▶ _AIM 1_
Which format does the VLIW passage say the OSF uses to carry out the two-stage compilation approach?
▶ _AIM 2_
Edit the VLIW passage from "Another problem is" through "most advantageous manner.", replacing "scientific and technical organizations" with "research laboratories".

VLIW: the reverse of the medal

Realization of the VLIW stumbles over other problems as well. The VLIW compiler must know internal features of the processor's architecture in detail coming down to the structure of the functional units. Therefore, at launch of a new version of the VLIW processor with a greater number of processing modules (or even with the same number but with another performance level) the old software may need recompilation. The manufacturers of VLIW processors cannot narrow packets to let the old programs work reliably on the new devices. For example, there are 6-instruction packets today, and the next version can't do with just 6 functional units even for the sake of 2-3 times frequency increase. Apart from the fact that a program compiled for the eight-channel VLIW can't be executed on the six-channel architecture without special quite expensive means, it's necessary to rewrite the compiler as well. From this standpoint it's rational to use a three-instruction word in the IA64 system - such inconvenient limitation will let vary the number of execution units in the IA64 processors in future. And if it wasn't necessary to recompile software with a transition from the 386 to the 486, now it has to be done. One of compromise solutions is to divide the compilation process into two stages. All the software must be prepared in the hardware-independent format using an intermediate code which will then be translated into the computer-dependent code only in course of installation on the end-user hardware. Such an approach is realized by the OSF with its Architecture-Neutral Distribution Format (ANDF). But the cross-platform software hasn't justified the hopes yet. First of all, it requires ports which "explain" the compiler what should be done in each case when compiling a given program on the given platform (and exactly in the given OS). Secondly, the crossplatform software is not a Speed Demon at all, and it even works slower than that written for a certain platform of the identical program class.

Another problem is the static nature of optimization provided by the VLIW compiler. It's hard to say what the program is going to do when it runs into unforeseen dynamic situations, such as input/output expectation, during compilation. The VLIW architecture answered the call of scientific and technical organizations which need a highly efficient processors for calculations, but it isn't so suitable for object-oriented and event-driven programs which take the greatest share in the IT industry. It's still hard to check that the compiler fulfills such difficult transforms correctly and reliably. On the contrary, the Out-Of-Order RISC processors can adapt to a given situation in the most advantageous manner.

▶ _DATASET EXCERPTS_

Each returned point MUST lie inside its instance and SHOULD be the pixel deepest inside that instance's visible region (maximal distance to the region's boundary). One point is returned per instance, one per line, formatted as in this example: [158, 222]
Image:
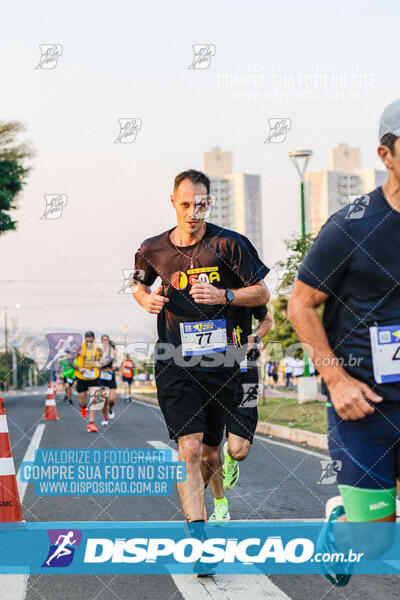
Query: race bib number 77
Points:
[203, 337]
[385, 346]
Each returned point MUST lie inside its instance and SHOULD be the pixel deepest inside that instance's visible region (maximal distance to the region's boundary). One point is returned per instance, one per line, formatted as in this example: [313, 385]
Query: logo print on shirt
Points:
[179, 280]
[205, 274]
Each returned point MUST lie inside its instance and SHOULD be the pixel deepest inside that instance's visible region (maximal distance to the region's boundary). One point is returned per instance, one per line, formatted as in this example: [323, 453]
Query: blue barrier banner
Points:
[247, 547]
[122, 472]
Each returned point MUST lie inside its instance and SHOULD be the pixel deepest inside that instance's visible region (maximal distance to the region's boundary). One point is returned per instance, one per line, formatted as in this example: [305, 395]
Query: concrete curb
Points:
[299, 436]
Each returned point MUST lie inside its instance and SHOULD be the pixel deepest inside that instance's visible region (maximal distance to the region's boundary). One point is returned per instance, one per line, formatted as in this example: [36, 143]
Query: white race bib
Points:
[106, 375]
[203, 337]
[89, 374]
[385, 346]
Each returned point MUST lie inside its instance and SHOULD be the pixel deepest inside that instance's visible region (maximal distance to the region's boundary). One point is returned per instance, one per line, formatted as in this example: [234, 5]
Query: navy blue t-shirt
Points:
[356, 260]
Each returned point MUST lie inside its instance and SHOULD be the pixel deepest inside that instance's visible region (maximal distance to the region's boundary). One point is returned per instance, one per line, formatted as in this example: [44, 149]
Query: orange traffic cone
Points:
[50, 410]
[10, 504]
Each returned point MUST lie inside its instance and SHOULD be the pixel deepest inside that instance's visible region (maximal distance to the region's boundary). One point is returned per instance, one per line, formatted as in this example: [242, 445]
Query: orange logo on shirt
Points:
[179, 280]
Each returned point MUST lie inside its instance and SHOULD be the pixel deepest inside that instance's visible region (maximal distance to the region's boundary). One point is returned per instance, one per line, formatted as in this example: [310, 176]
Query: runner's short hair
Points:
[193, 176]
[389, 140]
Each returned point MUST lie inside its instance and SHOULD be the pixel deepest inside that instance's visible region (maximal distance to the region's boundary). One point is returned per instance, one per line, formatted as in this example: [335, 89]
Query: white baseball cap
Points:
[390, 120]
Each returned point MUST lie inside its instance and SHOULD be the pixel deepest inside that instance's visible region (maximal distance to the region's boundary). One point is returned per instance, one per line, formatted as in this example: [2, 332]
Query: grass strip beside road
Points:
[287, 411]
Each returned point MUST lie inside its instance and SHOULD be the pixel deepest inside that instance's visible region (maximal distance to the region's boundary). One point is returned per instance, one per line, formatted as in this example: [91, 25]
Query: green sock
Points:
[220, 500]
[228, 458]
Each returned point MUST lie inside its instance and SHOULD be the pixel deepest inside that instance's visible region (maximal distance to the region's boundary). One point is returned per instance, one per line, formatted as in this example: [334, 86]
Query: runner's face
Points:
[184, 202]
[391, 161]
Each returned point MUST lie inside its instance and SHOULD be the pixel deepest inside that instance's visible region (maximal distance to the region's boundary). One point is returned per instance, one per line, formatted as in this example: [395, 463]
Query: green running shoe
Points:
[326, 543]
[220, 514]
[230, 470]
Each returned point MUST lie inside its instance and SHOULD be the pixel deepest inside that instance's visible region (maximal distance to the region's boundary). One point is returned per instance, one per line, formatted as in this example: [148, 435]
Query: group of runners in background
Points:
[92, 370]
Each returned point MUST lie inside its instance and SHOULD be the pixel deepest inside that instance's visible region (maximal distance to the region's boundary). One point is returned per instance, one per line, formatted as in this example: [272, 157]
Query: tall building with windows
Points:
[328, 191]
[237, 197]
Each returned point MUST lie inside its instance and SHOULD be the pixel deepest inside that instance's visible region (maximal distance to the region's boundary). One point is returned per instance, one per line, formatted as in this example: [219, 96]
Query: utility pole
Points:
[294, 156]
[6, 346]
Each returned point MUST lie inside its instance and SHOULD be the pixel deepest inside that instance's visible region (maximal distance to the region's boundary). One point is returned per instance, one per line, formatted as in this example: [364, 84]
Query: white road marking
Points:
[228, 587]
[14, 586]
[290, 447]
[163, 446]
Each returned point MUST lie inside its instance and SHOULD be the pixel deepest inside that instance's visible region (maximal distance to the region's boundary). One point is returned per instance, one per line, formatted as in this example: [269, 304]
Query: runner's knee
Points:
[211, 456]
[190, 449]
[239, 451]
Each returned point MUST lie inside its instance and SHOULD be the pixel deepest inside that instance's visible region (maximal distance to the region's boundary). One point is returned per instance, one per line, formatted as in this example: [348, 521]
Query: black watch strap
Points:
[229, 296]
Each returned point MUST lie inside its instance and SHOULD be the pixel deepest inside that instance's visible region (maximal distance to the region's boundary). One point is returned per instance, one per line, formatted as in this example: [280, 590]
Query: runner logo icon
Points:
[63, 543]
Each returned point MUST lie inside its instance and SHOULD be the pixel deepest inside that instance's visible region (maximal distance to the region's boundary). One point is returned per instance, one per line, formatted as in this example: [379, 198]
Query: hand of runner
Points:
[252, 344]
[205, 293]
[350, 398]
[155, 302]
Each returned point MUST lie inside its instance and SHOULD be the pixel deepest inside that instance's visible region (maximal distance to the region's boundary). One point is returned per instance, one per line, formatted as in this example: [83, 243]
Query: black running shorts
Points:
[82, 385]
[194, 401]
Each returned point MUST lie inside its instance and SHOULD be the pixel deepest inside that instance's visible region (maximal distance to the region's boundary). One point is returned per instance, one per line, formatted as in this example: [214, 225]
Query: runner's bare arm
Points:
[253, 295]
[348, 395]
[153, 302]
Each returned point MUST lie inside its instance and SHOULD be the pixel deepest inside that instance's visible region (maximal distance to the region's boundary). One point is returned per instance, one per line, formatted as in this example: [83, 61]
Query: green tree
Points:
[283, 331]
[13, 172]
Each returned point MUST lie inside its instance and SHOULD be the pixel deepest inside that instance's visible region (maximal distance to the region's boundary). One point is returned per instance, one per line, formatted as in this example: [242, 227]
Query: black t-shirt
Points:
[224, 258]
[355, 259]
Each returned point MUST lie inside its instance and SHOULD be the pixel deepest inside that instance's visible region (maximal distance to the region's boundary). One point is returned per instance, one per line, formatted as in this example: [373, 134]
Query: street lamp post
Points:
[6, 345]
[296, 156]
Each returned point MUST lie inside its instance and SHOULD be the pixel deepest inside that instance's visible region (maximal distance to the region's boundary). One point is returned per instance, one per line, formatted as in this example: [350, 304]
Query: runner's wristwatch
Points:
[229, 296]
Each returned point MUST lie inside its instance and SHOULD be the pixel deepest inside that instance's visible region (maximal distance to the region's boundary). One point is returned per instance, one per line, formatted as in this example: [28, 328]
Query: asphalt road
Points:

▶ _FULL OUTPUT 1_
The Architecture-Neutral Distribution Format (ANDF).

▶ _FULL OUTPUT 2_
Another problem is the static nature of optimization provided by the VLIW compiler. It's hard to say what the program is going to do when it runs into unforeseen dynamic situations, such as input/output expectation, during compilation. The VLIW architecture answered the call of research laboratories which need a highly efficient processors for calculations, but it isn't so suitable for object-oriented and event-driven programs which take the greatest share in the IT industry. It's still hard to check that the compiler fulfills such difficult transforms correctly and reliably. On the contrary, the Out-Of-Order RISC processors can adapt to a given situation in the most advantageous manner.